*** Data shown ***

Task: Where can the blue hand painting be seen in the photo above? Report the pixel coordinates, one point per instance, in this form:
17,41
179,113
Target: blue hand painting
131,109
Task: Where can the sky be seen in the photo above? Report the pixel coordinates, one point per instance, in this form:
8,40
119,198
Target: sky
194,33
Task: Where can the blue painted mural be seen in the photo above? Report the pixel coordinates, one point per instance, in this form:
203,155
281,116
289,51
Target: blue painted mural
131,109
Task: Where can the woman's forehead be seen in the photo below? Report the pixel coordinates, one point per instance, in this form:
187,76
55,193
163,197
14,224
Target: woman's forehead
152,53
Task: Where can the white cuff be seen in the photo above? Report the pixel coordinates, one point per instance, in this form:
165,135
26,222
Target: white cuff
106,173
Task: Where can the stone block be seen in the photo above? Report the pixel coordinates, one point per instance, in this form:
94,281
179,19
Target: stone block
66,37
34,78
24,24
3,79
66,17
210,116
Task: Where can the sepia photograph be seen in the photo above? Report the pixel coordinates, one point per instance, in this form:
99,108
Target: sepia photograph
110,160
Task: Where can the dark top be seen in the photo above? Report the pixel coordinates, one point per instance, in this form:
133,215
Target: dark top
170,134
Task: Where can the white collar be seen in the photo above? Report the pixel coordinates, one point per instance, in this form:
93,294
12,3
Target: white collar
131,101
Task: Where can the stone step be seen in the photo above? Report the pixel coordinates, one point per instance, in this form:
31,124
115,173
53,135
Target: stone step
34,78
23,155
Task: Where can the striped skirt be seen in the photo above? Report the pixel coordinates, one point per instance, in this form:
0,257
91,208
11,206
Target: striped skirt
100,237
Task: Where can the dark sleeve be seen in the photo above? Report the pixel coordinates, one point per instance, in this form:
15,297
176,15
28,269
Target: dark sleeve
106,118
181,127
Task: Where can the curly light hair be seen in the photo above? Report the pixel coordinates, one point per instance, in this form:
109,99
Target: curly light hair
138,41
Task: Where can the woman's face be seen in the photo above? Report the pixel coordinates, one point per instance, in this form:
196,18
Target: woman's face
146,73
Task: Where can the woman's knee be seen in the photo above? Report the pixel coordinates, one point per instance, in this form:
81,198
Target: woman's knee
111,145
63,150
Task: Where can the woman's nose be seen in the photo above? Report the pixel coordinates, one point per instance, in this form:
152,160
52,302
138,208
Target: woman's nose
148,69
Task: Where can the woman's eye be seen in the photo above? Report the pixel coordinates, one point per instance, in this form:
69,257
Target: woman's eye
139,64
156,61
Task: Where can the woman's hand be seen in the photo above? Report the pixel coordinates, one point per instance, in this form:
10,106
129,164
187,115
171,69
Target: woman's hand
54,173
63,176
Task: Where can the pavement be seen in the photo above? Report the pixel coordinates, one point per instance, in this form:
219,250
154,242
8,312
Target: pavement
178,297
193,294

*** End of Data shown ***

▸ **Assignment**:
Copy every record above verbatim and in full.

▸ **Answer to this problem**:
Task: Where can the blue hand painting be seen in the photo above? Report the pixel coordinates, one point per instance, in this form:
17,41
179,113
Target: blue hand painting
131,109
Task: Where can the sky be seen in the photo above? Report the pixel coordinates, one point per instance, in this form:
8,40
119,198
Target: sky
194,33
Task: Where can the blue painted mural be seen in the photo above? Report the pixel coordinates, one point per instance, in this form:
203,155
281,116
289,51
Target: blue painted mural
131,109
Task: Where can the woman's forehead be seen in the photo below? Report the pixel coordinates, one point per instance, in this form:
187,76
55,193
163,197
14,224
Target: woman's forehead
152,53
Task: Where can the white cuff be seen in the photo above? Report the pixel coordinates, one point per instance, in this form:
165,135
26,222
Target: white cuff
106,173
Task: Where can the stone block be seen in the photo above? Report the pixel coordinates, one point per instance, in this form:
94,281
179,19
Target: stone block
66,37
34,78
24,24
3,79
66,17
210,116
Task: Where can the sepia photograph be seen in the photo above? Report the pixel coordinates, one point per instance, in this form:
99,108
Target: sepia photograph
110,160
Task: Where can the dark top be seen in the photo above? Report the pixel coordinates, one point per instance, in this form:
133,215
Target: dark top
170,134
Task: Where can the white collar be seen in the photo above? Report the pixel coordinates, one point per instance, in this form:
93,294
12,3
Target: white collar
131,101
Task: Where can the stone step be seen in the photo above? Report the pixel coordinates, one point per instance, in this form:
31,124
115,173
53,135
Target: stone step
34,78
23,155
Task: Where can the striped skirt be seen in the photo above? Report the pixel coordinates, one point per instance, in this form:
0,257
91,208
11,206
Target: striped skirt
100,237
Task: Where can the dark sleeve be seen in the photo above? Report the pixel coordinates, one point per instance, in this form:
15,297
176,15
28,269
Target: dark sleeve
106,118
181,127
Task: Where can the curly light hair be seen in the photo above? Report the pixel coordinates, one point per instance, in this form:
109,99
Target: curly light hair
138,41
Task: Where can the woman's face be seen in the photo above? Report the pixel coordinates, one point per instance, in this form:
196,18
Target: woman's face
146,73
Task: Where can the woman's knee be seen in the photo above? Report the pixel coordinates, one point per instance, in this form:
81,198
Target: woman's knee
111,145
63,150
Task: Where can the woman's nose be seen in the photo above? Report the pixel coordinates, one point per instance, in this form:
152,160
52,302
138,208
Target: woman's nose
148,69
Task: Where can the woman's eye be seen in the photo above? Report the pixel coordinates, one point per instance, in this form:
69,257
Target: woman's eye
139,64
156,61
Task: Where can the woman's hand be seen in the photo above? Report the pixel coordinates, one point per instance, in this form:
10,106
129,164
187,115
171,69
Target: woman's hand
54,173
63,176
Task: Where can the pavement be seen in the photo above? Report the pixel coordinates, one point per instance, in this form:
219,250
154,242
8,312
Target: pavement
178,297
193,294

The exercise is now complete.